Passage to read:
In an investigation for the New York Times Magazine, Nick Pinto captured why the bail system is so broken:

[The Bronx Freedom Fund] bailed out nearly 200 [low-income] defendants and generated some illuminating statistics. Ninety-six percent of the fund's clients made it to every one of their court appearances, a return rate higher even than that of people who posted their own bail. More than half of the Freedom Fund's clients, now able to fight their cases outside jail, saw their charges completely dismissed. Not a single client went to jail on the charges for which bail had been posted. By comparison, defendants held on bail for the duration of their cases were convicted 92 percent of the time. The numbers showed what everyone familiar with the system already knew anecdotally: Bail makes poor people who would otherwise win their cases plead guilty.

Bail is supposed to guarantee that defendants don't flee before trial. They either have a financial incentive to show up to court — the hundreds or thousands of dollars they put up for bail, which they can get back by showing up — or if they can't pay up, they're held in jail until the trial is over.

A set of records:
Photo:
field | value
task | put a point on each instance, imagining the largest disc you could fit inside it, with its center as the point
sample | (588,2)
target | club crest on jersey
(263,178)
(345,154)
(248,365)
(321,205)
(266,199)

To-do list:
• A. Return the stretch of the bail passage from "Bail is supposed" through "trial is over.", word for word.
• B. According to the bail passage, how often were defendants held on bail for the whole of their cases convicted?
The records have nothing to do with the bail passage.

Answers in order:
• A.
Bail is supposed to guarantee that defendants don't flee before trial. They either have a financial incentive to show up to court — the hundreds or thousands of dollars they put up for bail, which they can get back by showing up — or if they can't pay up, they're held in jail until the trial is over.

• B. 92 percent of the time.